Given text:
□ □ □ □ □
A celestial combat seen by the inhabitants of a Touraine town, in 1480. Wood XVIth Century.

It is early May, and already the African wind is changing Spring in Crete into a furnace.  On a little beach in the island’s North, a mule caravan is moving along, on its way to the White Mountains from whence can be seen, on a clear day, Cythera and even the Peloponnese…  But instead of taking the Eskifu road towards the interior, the head muletier continues along the coast.  Guthrie, an English tourist, calls him to the rear.  The man, who is wearing ample Ottoman clothing, apologizes, saying that he had thought that they wanted to see “the Shades”.  Amused, the Englishman asks him where he thinks that he is going to find any shade in this desert.  The muletier is offended.

“I’m serious.  You can see them in the evening quite near here…  Near the ruins of the castle, Franco Kastelli.  It’s an old Venitian fortress.  Over one hundred years ago, the Greeks and the Turks fought there.  They did it a lot…  And since then, the Shades return every May.”

“And what do these shades do?”

“They fight each other and a lot of them are killed or wounded!”

Guthrie mops his perspiring brow and advises the muletier, whose name is Yami, to take an obviously much-needed rest…  in the shade, of course.

That evening, while camping in a little shepherd’s hut half-way up the Aspra-Vuna, a two thousand metre high mountain, the Englishman, who is accompanied by two friends, pensively watches the sun sinking into the sea.  It’s that indecisive hour when everything which seems banal by day is tinted with strangeness…  On this immemorial land where, since sombre King Minos, a torrent of blood from wars of conquest and insurrections has flowed…  Suddenly, Guthrie says:

“And what if this countryside could reflect through time something of these dramas?…  Tomorrow, if you like, we’ll go to see if there is a shadow performance at the Franco Kastelli theatre!…”
□ □ □ □ □
Information given:
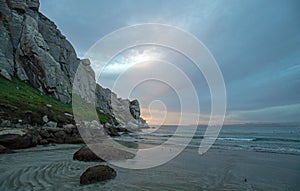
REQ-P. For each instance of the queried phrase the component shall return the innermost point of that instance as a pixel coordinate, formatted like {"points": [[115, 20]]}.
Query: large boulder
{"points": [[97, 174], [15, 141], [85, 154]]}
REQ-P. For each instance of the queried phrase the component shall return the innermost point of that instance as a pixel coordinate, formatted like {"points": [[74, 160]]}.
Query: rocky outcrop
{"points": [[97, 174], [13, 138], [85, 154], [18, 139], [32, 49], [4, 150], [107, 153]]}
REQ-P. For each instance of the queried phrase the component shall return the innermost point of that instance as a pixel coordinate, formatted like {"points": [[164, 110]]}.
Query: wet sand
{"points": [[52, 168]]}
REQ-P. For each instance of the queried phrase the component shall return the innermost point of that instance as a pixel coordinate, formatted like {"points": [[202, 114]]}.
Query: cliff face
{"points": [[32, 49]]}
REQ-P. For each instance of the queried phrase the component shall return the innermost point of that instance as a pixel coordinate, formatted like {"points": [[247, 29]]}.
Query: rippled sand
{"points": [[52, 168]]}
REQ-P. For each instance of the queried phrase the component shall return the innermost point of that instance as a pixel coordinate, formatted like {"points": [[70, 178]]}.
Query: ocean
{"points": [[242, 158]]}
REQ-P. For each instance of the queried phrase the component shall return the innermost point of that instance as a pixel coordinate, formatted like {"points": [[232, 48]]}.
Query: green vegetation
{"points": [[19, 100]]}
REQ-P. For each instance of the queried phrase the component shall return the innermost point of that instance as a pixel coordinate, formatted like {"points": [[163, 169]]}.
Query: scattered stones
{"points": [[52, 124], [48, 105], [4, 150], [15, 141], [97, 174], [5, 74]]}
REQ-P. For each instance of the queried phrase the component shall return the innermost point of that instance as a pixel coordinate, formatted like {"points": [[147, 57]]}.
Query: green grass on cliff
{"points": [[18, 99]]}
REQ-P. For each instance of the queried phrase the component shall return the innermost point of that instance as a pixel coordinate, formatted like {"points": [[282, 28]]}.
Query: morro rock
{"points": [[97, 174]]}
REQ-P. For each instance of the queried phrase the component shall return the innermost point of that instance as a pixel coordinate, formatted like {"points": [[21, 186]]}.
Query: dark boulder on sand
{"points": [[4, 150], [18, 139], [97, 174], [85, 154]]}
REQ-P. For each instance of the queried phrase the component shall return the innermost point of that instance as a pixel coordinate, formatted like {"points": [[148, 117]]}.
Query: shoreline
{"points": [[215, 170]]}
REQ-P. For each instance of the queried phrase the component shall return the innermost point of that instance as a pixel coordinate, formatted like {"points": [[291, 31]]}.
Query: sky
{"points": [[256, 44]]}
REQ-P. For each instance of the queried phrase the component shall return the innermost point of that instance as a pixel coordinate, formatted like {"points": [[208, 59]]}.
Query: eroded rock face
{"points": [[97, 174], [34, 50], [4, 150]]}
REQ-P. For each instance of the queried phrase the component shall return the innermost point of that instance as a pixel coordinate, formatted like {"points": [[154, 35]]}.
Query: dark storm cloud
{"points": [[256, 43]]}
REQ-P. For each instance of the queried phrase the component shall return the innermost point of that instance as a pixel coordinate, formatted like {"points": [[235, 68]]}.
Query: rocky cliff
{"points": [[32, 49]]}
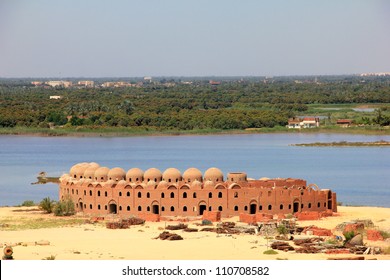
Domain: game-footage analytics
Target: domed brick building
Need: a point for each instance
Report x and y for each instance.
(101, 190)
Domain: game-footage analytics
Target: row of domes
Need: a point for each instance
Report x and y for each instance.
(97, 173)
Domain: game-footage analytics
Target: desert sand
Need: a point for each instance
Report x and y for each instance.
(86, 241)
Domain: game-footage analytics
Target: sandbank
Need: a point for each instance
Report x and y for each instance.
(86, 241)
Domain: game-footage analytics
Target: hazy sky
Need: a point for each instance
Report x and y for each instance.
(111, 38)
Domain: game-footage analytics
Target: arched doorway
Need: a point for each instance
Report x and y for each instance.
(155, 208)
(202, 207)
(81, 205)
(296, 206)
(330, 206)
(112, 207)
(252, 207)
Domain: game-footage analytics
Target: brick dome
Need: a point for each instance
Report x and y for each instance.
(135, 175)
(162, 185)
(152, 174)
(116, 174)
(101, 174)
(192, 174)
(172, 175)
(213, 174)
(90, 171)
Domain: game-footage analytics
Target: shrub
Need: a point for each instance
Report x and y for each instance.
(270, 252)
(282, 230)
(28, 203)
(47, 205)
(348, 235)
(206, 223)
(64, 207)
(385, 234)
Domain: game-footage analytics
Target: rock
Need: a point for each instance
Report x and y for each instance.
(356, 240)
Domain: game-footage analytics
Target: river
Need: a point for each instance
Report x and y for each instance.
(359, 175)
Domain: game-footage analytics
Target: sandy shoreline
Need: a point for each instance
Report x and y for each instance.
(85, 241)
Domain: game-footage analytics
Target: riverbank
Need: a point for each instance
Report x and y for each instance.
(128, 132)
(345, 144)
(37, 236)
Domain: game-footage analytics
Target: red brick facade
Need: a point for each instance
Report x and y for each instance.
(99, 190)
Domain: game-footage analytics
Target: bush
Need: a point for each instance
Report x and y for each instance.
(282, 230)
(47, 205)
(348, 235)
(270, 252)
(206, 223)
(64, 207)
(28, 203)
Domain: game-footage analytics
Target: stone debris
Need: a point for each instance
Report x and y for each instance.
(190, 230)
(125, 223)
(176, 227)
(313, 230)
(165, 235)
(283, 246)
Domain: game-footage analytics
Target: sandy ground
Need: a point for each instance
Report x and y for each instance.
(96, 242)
□ □ □ □ □
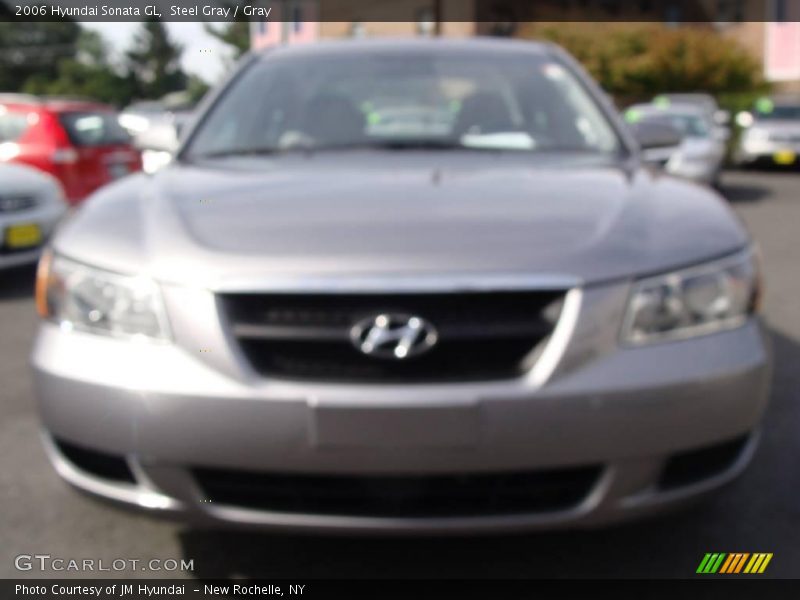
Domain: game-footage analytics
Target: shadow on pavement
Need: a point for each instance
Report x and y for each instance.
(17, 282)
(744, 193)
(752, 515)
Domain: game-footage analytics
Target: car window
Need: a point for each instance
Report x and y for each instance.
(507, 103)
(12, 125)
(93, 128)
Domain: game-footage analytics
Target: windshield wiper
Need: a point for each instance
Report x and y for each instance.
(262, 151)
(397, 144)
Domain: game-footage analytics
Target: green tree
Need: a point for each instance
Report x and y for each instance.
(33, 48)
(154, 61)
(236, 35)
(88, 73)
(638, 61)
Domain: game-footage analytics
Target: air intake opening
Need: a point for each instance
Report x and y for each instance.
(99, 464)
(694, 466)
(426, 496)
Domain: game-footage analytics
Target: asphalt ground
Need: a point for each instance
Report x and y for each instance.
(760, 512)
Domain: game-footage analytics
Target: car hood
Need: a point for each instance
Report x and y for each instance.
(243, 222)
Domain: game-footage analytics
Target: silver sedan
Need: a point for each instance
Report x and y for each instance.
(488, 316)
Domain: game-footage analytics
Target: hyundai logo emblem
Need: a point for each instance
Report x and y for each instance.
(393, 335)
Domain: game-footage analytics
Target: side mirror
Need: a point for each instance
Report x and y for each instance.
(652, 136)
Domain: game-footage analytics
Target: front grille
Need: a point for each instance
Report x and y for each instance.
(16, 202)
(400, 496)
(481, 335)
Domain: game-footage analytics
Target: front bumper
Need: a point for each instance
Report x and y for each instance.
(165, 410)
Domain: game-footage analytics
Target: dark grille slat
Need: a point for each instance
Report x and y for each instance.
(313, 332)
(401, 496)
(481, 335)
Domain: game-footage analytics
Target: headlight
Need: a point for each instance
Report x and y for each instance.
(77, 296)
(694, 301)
□ □ □ □ □
Your goal: How would you render this sentence from the Crete passage in French: "Guthrie, an English tourist, calls him to the rear." You can leave the material aside; it isn't needed here.

Task output: Guthrie, un touriste anglais, le rappelle à l'arrière.